§ **What is being asked**: Print the entire listing. Each line must match the original exactly.

§ **Record extracts**:

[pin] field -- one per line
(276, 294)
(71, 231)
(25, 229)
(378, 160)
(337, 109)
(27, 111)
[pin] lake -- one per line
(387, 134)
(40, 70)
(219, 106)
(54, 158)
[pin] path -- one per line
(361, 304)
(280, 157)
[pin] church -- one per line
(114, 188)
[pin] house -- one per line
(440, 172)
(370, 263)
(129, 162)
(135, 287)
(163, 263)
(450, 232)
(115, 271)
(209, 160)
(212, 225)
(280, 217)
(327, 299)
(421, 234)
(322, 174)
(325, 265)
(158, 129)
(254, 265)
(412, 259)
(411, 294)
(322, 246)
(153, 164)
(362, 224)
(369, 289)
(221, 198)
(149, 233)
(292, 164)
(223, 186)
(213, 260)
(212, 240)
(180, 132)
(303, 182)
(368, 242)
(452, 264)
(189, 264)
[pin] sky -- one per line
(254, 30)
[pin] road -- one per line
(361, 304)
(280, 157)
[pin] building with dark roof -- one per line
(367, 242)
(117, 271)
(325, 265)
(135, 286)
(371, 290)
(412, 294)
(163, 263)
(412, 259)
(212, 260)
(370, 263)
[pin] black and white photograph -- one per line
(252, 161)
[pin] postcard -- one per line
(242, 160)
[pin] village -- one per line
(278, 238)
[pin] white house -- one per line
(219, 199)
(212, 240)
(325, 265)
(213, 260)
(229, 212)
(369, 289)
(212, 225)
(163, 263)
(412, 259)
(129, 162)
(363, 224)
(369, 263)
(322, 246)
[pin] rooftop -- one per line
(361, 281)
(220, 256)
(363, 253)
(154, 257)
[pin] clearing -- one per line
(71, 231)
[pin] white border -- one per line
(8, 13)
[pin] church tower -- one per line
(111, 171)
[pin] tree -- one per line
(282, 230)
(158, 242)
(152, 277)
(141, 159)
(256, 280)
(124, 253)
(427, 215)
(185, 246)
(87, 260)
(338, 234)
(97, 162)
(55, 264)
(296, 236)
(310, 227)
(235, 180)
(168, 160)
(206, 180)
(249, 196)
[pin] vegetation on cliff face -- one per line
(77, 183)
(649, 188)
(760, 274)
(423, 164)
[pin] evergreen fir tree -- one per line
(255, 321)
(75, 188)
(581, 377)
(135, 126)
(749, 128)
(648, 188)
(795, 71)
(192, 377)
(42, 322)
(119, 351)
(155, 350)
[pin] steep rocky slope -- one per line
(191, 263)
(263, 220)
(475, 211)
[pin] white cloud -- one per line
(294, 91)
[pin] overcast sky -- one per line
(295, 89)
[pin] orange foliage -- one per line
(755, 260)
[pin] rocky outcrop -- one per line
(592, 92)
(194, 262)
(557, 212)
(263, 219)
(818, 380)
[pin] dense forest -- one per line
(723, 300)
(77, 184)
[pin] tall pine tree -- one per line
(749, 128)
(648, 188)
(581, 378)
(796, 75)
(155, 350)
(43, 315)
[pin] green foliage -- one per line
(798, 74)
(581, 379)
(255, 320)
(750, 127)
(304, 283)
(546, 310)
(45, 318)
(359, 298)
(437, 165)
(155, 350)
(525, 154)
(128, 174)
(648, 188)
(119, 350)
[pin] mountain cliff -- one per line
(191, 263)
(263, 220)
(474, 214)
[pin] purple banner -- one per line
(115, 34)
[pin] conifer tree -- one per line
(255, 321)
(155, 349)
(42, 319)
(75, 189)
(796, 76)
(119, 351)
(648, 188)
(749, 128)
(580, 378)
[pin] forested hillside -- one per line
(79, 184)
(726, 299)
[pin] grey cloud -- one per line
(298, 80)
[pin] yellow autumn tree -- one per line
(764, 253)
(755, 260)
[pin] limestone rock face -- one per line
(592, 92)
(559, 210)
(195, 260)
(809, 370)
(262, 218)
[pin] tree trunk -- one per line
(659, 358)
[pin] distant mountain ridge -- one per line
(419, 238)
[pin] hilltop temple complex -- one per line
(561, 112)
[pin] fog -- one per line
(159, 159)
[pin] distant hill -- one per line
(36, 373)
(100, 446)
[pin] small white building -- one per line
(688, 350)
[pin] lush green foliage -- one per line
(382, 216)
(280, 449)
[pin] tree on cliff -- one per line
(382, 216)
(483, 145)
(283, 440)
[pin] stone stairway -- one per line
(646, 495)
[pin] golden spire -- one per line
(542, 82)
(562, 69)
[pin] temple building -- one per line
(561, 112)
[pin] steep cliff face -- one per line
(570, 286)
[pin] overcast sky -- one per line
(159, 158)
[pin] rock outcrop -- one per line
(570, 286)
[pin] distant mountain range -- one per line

§ **Worked solution**:
[pin] field -- one per line
(276, 294)
(71, 231)
(25, 229)
(378, 160)
(337, 109)
(27, 111)
[pin] lake -- one per line
(387, 134)
(40, 70)
(219, 106)
(54, 158)
[pin] path -- one per line
(361, 304)
(280, 157)
[pin] church -- one per line
(114, 188)
[pin] house -- one per line
(440, 172)
(370, 263)
(129, 162)
(135, 287)
(163, 263)
(450, 232)
(115, 271)
(209, 160)
(212, 225)
(280, 217)
(327, 299)
(421, 234)
(322, 174)
(325, 265)
(158, 129)
(254, 265)
(412, 259)
(411, 294)
(322, 246)
(153, 164)
(362, 224)
(369, 289)
(221, 198)
(149, 233)
(292, 164)
(223, 186)
(213, 260)
(212, 240)
(180, 132)
(303, 182)
(368, 242)
(452, 264)
(189, 264)
[pin] sky -- one per line
(254, 30)
[pin] road -- one per line
(361, 304)
(280, 157)
[pin] building with dark roof -- one per line
(367, 242)
(117, 271)
(325, 265)
(135, 286)
(371, 290)
(412, 294)
(163, 263)
(412, 259)
(212, 260)
(370, 263)
[pin] black and white photograph -- one per line
(252, 161)
[pin] postcard -- one per line
(242, 160)
[pin] village -- one per line
(278, 238)
[pin] white house -- one per line
(219, 199)
(212, 240)
(325, 265)
(213, 260)
(229, 212)
(369, 289)
(212, 225)
(163, 263)
(412, 259)
(129, 162)
(363, 224)
(369, 263)
(322, 246)
[pin] rooftop -- one per line
(361, 281)
(220, 256)
(363, 253)
(154, 257)
[pin] clearing -- one per line
(71, 231)
[pin] white border -- one per line
(8, 13)
[pin] church tower -- one per line
(111, 171)
[pin] tree -- one per line
(282, 230)
(158, 242)
(152, 277)
(141, 159)
(256, 280)
(124, 253)
(427, 215)
(185, 246)
(87, 260)
(338, 234)
(97, 162)
(55, 264)
(296, 236)
(310, 227)
(235, 180)
(168, 160)
(206, 180)
(249, 196)
[pin] vegetation on cliff face -- one per line
(77, 183)
(649, 188)
(760, 274)
(423, 164)
[pin] evergreen fir tree -- one per line
(255, 321)
(75, 188)
(581, 377)
(135, 126)
(749, 128)
(648, 188)
(795, 71)
(192, 377)
(42, 322)
(119, 351)
(155, 350)
[pin] steep rocky slope -- one per line
(191, 263)
(263, 220)
(475, 211)
[pin] white cloud -- one per line
(294, 91)
[pin] overcast sky -- one per line
(295, 89)
[pin] orange foliage -- one per line
(755, 260)
[pin] rocky outcrop -- one per line
(592, 92)
(194, 262)
(557, 212)
(263, 219)
(818, 380)
[pin] dense forest -- one per line
(723, 300)
(77, 184)
[pin] tall pine tree -- one per line
(749, 128)
(648, 188)
(581, 378)
(796, 75)
(155, 350)
(43, 315)
[pin] green foliage -- one per line
(798, 74)
(581, 379)
(255, 320)
(750, 127)
(304, 283)
(546, 310)
(45, 318)
(359, 298)
(437, 165)
(155, 350)
(525, 154)
(128, 174)
(648, 188)
(119, 350)
[pin] mountain cliff -- one per line
(191, 263)
(263, 220)
(474, 214)
[pin] purple banner -- one per line
(115, 34)
[pin] conifer tree -- one per line
(255, 321)
(155, 349)
(42, 319)
(75, 189)
(796, 76)
(119, 351)
(648, 188)
(749, 128)
(580, 378)
[pin] forested hillside -- one per line
(79, 184)
(726, 299)
[pin] grey cloud -- one per line
(298, 80)
[pin] yellow autumn tree -- one per line
(764, 253)
(755, 260)
[pin] limestone rock face -- one per line
(592, 92)
(559, 210)
(195, 260)
(809, 370)
(262, 218)
[pin] tree trunk -- one per line
(659, 358)
[pin] distant mountain ridge -- one per line
(419, 238)
[pin] hilltop temple complex -- one per line
(561, 112)
[pin] fog -- one per line
(159, 159)
[pin] distant hill -- one per line
(36, 373)
(100, 446)
[pin] small white building -- one per line
(688, 350)
[pin] lush green foliage -- one per line
(382, 216)
(280, 449)
[pin] tree on cliff -- one per line
(382, 216)
(483, 145)
(283, 440)
[pin] stone stairway -- one per line
(646, 495)
[pin] golden spire -- one per line
(542, 82)
(562, 69)
[pin] temple building -- one per line
(561, 112)
[pin] steep cliff face -- one per line
(570, 286)
[pin] overcast sky -- one per line
(159, 158)
[pin] rock outcrop -- one per line
(570, 286)
[pin] distant mountain range -- one per line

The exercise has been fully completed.